— Requirement 1 —
In the health care editorial, substitute "long shot" for "pipe dream" and write out the text that begins with "The following editorial" and stops after "skepticism from voters.".
— Requirement 2 —
Condense the health care editorial's paragraph beginning "At stake is an industry" into a short bulleted list that keeps its main facts.

Passage for review START

Editorial: Health care at least as critical as it is polarizing | Guest Editorials

Editorial: Health care at least as critical as it is polarizing | Guest Editorials

The following editorial originally appeared in The Columbian of Vancouver.

“It’s health care, stupid.”

Adapting the 1992 mantra of then-candidate Bill Clinton — “it’s the economy, stupid” — would be a wise strategy for 2020 candidates from both political parties. Polls have consistently suggested that health care is a primary concern for voters, and the federal government has struggled to find workable solutions.

Democrats must recognize that “Medicare-for-All” is a pipe dream with middling public support. Republicans must recognize that years of attempting to repeal the Affordable Care Act — colloquially known as Obamacare — and empty promises of replacing it have led to skepticism from voters.

At stake is an industry that generated $3.5 trillion in spending during 2017 — about one-sixth of the United States economy. Meanwhile, Republican attempts to undermine the ACA have jeopardized the health insurance of 21 million Americans and coverage for 133 million with pre-existing conditions.

Passage for review END
Extracted data START

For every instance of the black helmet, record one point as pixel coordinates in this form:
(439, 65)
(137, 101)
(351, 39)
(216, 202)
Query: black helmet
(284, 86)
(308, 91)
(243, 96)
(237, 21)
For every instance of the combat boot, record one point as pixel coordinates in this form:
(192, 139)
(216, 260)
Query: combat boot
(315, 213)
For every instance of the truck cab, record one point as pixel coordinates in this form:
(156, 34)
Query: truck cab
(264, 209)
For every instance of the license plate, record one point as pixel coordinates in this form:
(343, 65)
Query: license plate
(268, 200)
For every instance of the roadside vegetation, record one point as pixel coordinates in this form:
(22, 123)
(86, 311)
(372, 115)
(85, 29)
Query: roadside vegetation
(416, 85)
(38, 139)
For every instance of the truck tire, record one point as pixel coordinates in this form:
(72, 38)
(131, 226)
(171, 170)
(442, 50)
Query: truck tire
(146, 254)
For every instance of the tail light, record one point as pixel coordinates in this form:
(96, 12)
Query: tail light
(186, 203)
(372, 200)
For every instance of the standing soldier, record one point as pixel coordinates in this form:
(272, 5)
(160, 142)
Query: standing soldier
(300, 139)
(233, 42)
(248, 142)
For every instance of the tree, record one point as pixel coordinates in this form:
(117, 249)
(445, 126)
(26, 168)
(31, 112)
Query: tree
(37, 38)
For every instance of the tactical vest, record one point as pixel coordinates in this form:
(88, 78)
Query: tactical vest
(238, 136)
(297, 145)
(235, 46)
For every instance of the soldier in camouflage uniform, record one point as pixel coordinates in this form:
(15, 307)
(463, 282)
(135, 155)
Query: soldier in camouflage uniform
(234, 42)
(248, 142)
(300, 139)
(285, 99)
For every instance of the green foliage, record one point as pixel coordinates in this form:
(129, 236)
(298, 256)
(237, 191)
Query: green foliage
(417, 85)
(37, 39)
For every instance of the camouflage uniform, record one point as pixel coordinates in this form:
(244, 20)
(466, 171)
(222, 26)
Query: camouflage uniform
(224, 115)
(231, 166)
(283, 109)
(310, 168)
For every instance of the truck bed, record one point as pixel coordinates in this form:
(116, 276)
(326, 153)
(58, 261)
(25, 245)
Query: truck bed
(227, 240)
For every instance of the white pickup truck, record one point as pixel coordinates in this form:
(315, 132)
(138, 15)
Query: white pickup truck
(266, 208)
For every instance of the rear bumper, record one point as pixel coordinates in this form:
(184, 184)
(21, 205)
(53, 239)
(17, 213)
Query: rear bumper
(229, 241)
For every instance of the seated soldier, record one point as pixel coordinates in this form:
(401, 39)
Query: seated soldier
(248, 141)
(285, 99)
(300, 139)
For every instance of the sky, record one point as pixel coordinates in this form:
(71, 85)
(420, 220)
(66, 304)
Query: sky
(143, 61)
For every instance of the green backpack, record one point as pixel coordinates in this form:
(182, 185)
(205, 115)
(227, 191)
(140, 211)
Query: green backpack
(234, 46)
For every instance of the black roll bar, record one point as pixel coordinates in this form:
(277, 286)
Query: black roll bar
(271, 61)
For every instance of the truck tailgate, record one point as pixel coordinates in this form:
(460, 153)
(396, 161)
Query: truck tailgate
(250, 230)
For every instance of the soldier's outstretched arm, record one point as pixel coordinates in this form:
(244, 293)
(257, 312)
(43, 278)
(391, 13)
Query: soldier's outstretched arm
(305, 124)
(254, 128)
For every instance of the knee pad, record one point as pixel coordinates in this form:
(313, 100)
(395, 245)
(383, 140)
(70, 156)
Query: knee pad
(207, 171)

Extracted data END

— Written reply 1 —
The following editorial originally appeared in The Columbian of Vancouver.

“It’s health care, stupid.”

Adapting the 1992 mantra of then-candidate Bill Clinton — “it’s the economy, stupid” — would be a wise strategy for 2020 candidates from both political parties. Polls have consistently suggested that health care is a primary concern for voters, and the federal government has struggled to find workable solutions.

Democrats must recognize that “Medicare-for-All” is a long shot with middling public support. Republicans must recognize that years of attempting to repeal the Affordable Care Act — colloquially known as Obamacare — and empty promises of replacing it have led to skepticism from voters.

— Written reply 2 —
- Health care spending reached $3.5 trillion in 2017, about one-sixth of the U.S. economy.
- Republican attempts to undermine the ACA have put at risk the health insurance of 21 million Americans.
- They have also put at risk coverage for 133 million people with pre-existing conditions.